● Short exercise:
Every line below is to be quoted exactly, with nothing added or dropped.

● Dataset rows:
_ _ _ _

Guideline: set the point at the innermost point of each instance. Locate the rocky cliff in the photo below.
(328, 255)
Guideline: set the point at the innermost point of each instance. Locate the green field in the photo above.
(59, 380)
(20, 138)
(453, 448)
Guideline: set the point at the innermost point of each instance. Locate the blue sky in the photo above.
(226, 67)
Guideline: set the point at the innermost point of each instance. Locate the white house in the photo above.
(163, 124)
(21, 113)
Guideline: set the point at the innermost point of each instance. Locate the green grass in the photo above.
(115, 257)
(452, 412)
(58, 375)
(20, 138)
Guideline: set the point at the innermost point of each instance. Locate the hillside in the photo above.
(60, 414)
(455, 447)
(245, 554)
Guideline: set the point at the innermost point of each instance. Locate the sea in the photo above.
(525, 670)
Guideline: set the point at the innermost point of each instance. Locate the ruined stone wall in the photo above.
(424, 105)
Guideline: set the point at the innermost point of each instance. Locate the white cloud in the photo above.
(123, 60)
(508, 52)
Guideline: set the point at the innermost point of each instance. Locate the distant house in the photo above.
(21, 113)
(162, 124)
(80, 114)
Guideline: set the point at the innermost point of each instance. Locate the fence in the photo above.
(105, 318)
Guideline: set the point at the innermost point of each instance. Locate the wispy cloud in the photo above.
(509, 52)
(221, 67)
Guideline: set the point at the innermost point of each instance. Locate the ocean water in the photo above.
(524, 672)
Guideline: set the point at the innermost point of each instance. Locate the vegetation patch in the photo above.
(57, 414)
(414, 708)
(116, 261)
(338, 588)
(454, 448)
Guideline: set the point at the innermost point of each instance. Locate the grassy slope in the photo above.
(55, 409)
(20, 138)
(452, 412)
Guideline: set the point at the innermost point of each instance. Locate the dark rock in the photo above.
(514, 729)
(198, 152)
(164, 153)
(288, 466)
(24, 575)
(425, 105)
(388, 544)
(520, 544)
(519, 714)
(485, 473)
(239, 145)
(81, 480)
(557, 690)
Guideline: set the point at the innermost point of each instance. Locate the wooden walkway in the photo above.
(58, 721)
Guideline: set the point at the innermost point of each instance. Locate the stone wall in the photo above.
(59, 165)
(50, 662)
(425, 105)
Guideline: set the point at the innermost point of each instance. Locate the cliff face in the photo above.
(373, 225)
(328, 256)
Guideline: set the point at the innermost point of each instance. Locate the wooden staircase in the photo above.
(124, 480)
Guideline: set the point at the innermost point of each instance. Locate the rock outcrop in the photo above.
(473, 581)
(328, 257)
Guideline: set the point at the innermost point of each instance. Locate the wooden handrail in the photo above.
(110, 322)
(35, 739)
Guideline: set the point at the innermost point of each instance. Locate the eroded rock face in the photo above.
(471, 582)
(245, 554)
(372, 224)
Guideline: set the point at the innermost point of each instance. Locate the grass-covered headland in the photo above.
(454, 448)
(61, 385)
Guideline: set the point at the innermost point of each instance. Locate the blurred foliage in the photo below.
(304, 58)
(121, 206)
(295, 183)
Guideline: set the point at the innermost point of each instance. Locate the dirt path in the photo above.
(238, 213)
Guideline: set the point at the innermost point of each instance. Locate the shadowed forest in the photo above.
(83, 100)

_ _ _ _

● Worked solution:
Guideline: set the point at the innermost point of each instance. Locate the rocky cliff in the photo below.
(328, 255)
Guideline: set the point at the innermost point of each instance. Locate the green field in the photo above.
(59, 380)
(20, 138)
(453, 448)
Guideline: set the point at the innermost point of each instance. Locate the blue sky in the photo above.
(226, 67)
Guideline: set the point at the innermost point of each instance. Locate the white house in the photo above.
(163, 124)
(21, 113)
Guideline: set the point at the innermost point of each instance. Locate the green grass in the photo above.
(115, 257)
(452, 412)
(58, 375)
(20, 138)
Guideline: set the point at the innermost point of each instance. Locate the hillside in the photo above.
(60, 414)
(455, 447)
(245, 554)
Guideline: set the point at the innermost point of each instance. Locate the sea in the photo above.
(525, 670)
Guideline: set the point at the innermost point of each instance. Locate the ruined stone wall in the photo above.
(424, 105)
Guideline: set the point at the innermost point of each instance. Locate the white cloud in the photo above.
(123, 60)
(508, 52)
Guideline: set the point at the innermost point of each instance. Locate the distant house in the photo above.
(21, 113)
(162, 124)
(80, 114)
Guideline: set the point at the innermost point of each instance. Locate the fence in the photo above.
(105, 318)
Guideline: set the point at the innermost point of each instance. Locate the wispy cloud in the photo above.
(509, 52)
(221, 67)
Guideline: set the point at the innermost point of each instance. Locate the ocean water in the photo above.
(524, 672)
Guideline: set the point at the innermost point of each instance. Locate the vegetation patch in the photo above.
(57, 414)
(414, 708)
(116, 261)
(338, 588)
(454, 448)
Guideline: set the point at the innermost point of each instance. Locate the grassy slope in the photo above.
(55, 409)
(20, 138)
(452, 412)
Guideline: set the point at the innermost point of each instance. Locate the dark rock in the photo above.
(514, 729)
(198, 152)
(164, 153)
(288, 466)
(24, 575)
(425, 105)
(388, 544)
(520, 544)
(519, 714)
(485, 473)
(239, 145)
(81, 480)
(557, 690)
Guideline: set the point at the innermost point of each instance. Locate the wooden walkway in the photo above.
(58, 721)
Guideline: set the point at the innermost point of each instance. Locate the stone wall in the photo above.
(59, 165)
(50, 662)
(425, 105)
Guideline: set the point at the innermost point of each instance. Locate the cliff face in the photo above.
(373, 225)
(328, 256)
Guideline: set the point at the innermost point of each instance. Locate the wooden staircase in the photo above.
(124, 480)
Guideline: set the point at the innermost point of each instance. Locate the rock outcrop in the photo above.
(473, 581)
(328, 257)
Guideline: set the point at the innermost point of each instance. Locate the wooden handrail in the photo above.
(110, 322)
(35, 739)
Guideline: set the point at the innermost point of each instance. Locate the eroded rock face in the photo above.
(471, 582)
(245, 554)
(372, 224)
Guideline: set the point at the innermost point of each instance. Locate the grass-covered headland in the photo above.
(454, 448)
(61, 385)
Guideline: set the point at the innermost point of each instance. Locate the blurred foliage in the photo below.
(304, 58)
(121, 206)
(295, 183)
Guideline: set the point at the innermost point of each instance. Locate the dirt path in the photo above.
(238, 213)
Guideline: set the point at the innermost point of each instance. Locate the shadowed forest in the photo above.
(83, 100)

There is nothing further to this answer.